### [WHAT YOU NEED TO DO]
Copy the lines verbatim, beginning with the line that contains "the window frame" and continuing through the end of the data, and only those lines.

______________________________

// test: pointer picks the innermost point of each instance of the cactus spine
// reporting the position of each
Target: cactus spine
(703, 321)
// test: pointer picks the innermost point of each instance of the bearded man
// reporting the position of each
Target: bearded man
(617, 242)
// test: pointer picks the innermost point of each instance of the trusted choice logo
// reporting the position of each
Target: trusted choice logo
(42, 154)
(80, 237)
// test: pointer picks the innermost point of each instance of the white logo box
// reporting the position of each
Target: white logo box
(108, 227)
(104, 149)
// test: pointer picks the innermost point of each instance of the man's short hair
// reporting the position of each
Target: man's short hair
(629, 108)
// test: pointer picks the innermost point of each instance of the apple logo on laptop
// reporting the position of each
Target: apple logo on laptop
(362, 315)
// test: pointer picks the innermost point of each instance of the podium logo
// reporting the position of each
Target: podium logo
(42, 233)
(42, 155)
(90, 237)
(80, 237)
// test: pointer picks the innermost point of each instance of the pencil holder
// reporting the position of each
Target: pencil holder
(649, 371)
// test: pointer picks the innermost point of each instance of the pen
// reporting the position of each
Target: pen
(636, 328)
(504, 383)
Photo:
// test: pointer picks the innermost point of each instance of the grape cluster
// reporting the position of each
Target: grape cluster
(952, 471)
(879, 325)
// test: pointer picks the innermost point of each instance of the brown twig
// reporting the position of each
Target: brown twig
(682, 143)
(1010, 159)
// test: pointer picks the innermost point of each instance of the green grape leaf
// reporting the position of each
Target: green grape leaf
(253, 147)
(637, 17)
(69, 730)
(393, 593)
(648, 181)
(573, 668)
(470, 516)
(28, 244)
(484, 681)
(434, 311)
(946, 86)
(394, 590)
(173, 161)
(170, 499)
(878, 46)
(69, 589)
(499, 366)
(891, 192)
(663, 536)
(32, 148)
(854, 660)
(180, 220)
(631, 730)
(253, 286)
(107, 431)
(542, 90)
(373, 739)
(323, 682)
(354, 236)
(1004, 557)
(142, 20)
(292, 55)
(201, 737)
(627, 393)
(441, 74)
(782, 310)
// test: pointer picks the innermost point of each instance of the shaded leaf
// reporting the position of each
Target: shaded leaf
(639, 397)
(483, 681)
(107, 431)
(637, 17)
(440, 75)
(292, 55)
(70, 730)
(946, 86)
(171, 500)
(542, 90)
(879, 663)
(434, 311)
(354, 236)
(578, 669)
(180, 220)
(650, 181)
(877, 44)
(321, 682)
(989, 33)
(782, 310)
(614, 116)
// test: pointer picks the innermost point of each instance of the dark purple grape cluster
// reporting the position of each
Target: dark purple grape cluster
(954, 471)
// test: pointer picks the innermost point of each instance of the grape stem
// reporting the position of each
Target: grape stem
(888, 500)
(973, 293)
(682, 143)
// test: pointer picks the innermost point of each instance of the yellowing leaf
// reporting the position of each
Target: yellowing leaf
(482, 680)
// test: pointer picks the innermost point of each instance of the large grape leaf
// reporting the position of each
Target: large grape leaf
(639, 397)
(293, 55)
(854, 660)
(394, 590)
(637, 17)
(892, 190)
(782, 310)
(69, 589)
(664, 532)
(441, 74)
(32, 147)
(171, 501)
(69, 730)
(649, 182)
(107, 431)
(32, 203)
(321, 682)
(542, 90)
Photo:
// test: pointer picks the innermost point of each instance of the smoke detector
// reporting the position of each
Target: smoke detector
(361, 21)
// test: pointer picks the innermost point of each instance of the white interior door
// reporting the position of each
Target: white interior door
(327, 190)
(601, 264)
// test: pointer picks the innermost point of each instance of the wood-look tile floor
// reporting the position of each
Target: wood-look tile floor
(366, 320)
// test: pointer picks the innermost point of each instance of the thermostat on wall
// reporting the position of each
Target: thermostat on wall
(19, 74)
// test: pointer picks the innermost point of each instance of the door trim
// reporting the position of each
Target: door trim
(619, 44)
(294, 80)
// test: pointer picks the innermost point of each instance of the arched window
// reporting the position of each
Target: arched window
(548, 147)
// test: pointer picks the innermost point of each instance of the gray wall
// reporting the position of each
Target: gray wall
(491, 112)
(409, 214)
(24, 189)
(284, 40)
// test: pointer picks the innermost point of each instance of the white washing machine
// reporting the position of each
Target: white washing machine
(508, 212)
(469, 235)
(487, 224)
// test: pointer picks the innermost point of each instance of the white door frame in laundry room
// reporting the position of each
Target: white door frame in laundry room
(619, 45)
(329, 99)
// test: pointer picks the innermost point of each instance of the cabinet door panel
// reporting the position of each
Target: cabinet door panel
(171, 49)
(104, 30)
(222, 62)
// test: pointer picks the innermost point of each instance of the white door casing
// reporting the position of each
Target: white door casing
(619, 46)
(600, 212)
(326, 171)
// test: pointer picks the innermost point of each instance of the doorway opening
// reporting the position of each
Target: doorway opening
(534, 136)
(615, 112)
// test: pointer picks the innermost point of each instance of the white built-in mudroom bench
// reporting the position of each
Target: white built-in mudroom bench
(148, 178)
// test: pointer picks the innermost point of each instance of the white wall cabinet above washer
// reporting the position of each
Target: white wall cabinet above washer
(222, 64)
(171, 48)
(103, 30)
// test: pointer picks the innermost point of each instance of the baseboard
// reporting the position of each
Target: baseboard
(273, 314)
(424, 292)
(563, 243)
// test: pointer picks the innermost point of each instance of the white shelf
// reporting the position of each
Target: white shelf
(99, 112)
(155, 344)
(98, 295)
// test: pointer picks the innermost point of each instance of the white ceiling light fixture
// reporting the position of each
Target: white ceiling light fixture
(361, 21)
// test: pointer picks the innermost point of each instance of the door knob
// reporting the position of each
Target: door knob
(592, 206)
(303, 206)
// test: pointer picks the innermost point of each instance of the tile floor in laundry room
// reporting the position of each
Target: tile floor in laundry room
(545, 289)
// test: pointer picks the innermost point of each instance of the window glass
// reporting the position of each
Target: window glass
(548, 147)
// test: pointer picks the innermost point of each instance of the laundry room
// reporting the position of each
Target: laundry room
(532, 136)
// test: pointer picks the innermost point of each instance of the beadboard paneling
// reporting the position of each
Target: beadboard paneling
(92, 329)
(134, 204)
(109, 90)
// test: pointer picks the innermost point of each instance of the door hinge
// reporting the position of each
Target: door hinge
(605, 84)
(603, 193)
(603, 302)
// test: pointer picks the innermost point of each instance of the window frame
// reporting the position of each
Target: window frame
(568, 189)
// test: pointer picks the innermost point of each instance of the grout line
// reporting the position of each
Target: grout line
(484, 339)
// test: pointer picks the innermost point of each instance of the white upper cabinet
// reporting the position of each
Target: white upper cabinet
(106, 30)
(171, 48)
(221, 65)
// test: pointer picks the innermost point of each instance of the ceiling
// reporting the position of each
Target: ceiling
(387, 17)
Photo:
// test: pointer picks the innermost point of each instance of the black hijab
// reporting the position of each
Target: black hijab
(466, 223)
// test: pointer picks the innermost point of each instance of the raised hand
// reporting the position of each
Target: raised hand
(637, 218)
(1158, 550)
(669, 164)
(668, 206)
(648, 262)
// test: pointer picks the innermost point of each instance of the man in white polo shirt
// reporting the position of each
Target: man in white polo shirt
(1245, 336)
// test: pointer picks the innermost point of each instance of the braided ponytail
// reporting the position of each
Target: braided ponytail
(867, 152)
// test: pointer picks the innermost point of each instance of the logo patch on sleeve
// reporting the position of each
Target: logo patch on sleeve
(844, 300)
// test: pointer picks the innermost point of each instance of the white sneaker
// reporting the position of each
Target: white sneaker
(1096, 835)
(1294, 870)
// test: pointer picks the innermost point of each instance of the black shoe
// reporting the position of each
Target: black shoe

______________________________

### [ANSWER TO THIS PROBLEM]
// test: pointer picks the innermost point of each instance of the window frame
// reporting the position of each
Target: window frame
(568, 189)
// test: pointer picks the innermost point of each instance of the grout line
// reporting the position of each
Target: grout line
(484, 339)
// test: pointer picks the innermost point of each instance of the white upper cabinet
// reporting the position of each
Target: white upper cabinet
(106, 30)
(171, 48)
(221, 65)
// test: pointer picks the innermost point of each instance of the ceiling
// reporting the position of each
Target: ceiling
(387, 17)
Photo:
// test: pointer picks the innermost point of each instance of the black hijab
// reporting the position of each
Target: black hijab
(466, 223)
// test: pointer picks the innermost point of each instance of the raised hand
// reporting the position of each
Target: raised hand
(637, 218)
(1158, 550)
(669, 164)
(668, 206)
(648, 262)
// test: pointer picks the innermost point of each instance of the man in white polo shirt
// reporting the position of each
Target: man in white polo shirt
(1245, 336)
// test: pointer picks the innermost point of each instance of the braided ponytail
// reporting the position of each
Target: braided ponytail
(867, 152)
// test: pointer picks the innermost point of each instance of the logo patch on sleeve
// reporting the position of each
Target: logo patch on sleeve
(844, 300)
// test: pointer picks the innermost point of each instance of the white sneaker
// reporting the position of each
Target: white sneaker
(1096, 835)
(1294, 870)
// test: pointer picks the innermost point of each instance of the black shoe
// reporting the position of each
Target: black shoe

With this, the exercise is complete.